== EXERCISE INSTRUCTIONS ==
Scale the part of the data that opens with the line containing "like [(143, 92)]." and closes with the line containing "[(79, 115), (186, 89)]". Reproduce each of those lines, requests included, multiplying every answer coordinate by 1.6 and rounding to whole numbers with halves going up, while leaving the sample coordinates inside the requests unchanged.
++++ TASK DATA
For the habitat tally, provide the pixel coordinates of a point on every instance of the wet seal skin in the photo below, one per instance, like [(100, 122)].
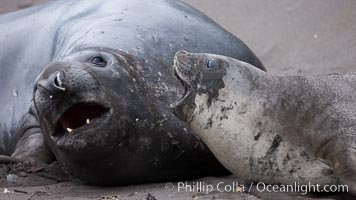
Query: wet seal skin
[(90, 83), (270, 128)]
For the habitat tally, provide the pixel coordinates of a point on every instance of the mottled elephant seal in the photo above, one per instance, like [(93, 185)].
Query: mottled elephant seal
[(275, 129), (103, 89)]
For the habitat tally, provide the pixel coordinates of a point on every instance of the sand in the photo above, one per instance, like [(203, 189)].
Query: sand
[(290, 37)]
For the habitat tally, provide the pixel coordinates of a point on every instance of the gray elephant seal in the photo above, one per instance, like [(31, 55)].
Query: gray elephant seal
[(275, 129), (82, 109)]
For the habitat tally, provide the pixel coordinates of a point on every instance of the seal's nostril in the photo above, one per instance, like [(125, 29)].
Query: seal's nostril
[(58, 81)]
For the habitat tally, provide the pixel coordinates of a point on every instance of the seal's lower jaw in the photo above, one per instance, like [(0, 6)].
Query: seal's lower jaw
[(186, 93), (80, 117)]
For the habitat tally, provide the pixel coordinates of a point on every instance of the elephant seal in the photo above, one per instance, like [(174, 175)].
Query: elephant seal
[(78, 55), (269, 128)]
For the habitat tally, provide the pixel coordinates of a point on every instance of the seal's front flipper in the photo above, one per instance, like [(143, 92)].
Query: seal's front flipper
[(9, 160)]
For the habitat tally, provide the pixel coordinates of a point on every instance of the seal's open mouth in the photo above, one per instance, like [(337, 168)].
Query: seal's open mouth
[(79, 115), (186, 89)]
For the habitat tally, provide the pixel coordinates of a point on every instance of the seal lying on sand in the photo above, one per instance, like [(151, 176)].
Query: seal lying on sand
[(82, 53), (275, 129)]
++++++++
== PROBLEM SOLUTION ==
For the habitat tally, provide the pixel coordinates of a point on every instance of the seal's front flipper in the photo above, one per instance, like [(143, 92)].
Query: seal's front flipper
[(14, 256)]
For the habitat tally, provide the pixel coordinates of a point on every instance of the seal's open mouth in the photo above, one per instance, like [(337, 168)].
Query: seal's open mouth
[(126, 184), (298, 142)]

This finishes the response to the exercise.